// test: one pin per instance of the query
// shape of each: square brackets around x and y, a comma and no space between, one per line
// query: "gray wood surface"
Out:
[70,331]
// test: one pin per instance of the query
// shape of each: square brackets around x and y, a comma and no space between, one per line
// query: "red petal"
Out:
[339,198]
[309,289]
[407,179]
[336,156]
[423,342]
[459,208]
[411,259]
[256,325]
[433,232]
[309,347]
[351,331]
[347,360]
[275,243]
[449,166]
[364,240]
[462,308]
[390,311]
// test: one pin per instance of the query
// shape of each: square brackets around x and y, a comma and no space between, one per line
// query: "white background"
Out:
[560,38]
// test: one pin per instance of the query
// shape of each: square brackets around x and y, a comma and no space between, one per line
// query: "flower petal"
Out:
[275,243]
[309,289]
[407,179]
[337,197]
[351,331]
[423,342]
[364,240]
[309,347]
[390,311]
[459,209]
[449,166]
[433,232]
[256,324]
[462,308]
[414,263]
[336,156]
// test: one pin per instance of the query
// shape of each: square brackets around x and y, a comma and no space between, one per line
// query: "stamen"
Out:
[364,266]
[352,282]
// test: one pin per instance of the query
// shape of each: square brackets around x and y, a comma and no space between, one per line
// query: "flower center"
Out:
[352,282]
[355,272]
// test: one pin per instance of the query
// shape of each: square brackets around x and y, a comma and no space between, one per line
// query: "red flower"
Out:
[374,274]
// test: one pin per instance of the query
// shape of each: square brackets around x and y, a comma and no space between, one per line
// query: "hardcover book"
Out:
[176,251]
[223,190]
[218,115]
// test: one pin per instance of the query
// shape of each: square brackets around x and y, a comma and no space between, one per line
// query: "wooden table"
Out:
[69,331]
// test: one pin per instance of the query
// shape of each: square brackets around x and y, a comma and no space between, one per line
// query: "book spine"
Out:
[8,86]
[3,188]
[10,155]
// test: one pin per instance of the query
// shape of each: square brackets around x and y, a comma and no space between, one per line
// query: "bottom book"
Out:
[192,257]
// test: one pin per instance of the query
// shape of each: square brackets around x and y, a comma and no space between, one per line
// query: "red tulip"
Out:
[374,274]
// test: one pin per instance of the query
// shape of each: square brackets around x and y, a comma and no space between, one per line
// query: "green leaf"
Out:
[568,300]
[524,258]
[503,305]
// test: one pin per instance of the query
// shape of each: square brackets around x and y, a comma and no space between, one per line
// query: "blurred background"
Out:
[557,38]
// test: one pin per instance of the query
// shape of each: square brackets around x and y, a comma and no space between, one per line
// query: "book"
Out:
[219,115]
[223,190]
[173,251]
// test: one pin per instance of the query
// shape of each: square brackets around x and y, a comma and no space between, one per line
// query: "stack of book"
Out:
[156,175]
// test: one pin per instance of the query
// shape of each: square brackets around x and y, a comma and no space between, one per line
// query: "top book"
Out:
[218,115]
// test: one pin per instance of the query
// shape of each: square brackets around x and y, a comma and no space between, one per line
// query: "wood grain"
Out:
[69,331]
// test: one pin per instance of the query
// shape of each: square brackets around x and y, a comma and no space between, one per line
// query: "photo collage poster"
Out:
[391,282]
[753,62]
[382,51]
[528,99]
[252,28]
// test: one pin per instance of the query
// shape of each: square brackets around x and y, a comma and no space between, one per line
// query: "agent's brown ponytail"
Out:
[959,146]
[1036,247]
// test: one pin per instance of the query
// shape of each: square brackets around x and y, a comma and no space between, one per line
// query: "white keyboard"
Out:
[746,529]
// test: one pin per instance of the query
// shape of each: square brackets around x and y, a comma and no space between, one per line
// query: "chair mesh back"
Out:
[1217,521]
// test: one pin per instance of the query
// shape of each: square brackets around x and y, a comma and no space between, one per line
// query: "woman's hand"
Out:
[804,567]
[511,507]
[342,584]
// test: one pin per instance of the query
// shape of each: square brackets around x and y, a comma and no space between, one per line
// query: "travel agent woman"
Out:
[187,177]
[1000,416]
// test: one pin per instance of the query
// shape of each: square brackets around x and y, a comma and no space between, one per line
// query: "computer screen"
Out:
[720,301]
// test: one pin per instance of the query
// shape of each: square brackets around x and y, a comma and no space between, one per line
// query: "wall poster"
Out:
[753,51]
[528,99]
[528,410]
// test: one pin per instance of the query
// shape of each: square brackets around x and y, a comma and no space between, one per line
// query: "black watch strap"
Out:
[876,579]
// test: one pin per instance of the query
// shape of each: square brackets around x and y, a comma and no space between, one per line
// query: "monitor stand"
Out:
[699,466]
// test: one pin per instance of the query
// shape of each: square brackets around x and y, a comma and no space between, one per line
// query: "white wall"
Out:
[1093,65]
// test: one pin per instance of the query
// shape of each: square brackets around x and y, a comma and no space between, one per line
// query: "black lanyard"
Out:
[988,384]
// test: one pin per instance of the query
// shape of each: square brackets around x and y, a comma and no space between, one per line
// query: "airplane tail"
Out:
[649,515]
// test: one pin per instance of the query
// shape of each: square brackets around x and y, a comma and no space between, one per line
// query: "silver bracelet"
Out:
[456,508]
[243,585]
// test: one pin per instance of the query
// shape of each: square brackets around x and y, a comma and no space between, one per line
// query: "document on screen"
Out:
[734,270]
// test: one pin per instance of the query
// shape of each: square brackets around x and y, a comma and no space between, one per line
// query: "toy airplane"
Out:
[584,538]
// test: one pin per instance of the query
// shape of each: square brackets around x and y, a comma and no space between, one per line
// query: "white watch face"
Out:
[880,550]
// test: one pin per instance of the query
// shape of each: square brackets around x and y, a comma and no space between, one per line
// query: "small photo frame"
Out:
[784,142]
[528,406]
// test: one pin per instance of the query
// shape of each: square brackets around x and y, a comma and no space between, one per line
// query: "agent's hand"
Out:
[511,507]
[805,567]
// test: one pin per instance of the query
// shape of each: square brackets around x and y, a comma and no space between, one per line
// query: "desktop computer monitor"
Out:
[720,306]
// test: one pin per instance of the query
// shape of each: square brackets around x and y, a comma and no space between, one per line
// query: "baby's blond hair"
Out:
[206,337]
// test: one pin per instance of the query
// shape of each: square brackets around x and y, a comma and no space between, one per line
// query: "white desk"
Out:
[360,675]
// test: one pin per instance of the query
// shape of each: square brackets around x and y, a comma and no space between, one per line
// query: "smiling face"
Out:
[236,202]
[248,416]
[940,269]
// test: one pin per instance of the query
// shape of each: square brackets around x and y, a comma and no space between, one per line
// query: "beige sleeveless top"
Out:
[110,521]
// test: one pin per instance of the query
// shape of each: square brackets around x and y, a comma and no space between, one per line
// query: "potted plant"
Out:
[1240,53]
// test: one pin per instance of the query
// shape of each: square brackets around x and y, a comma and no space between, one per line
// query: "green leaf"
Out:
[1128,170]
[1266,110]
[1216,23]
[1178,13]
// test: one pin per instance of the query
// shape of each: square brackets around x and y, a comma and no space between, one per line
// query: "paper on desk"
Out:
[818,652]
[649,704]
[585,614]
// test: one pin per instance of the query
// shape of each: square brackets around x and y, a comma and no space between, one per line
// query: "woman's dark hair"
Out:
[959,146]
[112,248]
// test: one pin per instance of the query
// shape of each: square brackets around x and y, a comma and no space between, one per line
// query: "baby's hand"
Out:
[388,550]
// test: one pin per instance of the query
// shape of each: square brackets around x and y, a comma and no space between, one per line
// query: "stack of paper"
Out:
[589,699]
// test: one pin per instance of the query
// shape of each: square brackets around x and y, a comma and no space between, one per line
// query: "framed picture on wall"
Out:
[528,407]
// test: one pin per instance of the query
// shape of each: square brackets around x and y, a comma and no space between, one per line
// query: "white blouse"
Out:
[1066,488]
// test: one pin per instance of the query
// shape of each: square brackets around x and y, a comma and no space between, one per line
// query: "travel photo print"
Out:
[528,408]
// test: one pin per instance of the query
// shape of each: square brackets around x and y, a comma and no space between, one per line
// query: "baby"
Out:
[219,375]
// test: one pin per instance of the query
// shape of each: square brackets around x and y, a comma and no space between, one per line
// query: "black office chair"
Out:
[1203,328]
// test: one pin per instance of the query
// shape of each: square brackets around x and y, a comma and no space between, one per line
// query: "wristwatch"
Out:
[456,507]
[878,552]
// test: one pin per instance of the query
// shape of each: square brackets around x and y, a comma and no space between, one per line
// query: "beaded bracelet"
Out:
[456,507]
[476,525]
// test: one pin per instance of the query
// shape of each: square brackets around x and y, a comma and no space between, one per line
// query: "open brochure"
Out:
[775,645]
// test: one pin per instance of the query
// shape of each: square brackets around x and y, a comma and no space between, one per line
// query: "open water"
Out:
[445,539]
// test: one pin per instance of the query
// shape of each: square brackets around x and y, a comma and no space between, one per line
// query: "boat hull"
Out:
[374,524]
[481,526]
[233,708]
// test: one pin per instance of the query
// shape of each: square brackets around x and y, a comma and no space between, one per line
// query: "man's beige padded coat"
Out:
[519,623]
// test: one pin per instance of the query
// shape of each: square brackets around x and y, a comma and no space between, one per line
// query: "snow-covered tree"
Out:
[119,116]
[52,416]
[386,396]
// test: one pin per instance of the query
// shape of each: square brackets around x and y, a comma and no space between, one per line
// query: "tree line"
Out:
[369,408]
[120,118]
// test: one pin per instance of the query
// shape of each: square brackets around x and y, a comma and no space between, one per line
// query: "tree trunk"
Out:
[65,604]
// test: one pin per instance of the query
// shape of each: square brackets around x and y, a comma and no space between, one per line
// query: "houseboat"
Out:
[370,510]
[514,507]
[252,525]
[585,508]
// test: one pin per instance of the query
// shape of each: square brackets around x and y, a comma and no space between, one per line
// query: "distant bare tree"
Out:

________________________

[TASK BRIEF]
Select every line of the material above holding the word "open" and copy it.

[OUTPUT OF THE EXERCISE]
// query: "open brochure"
// query: "open water"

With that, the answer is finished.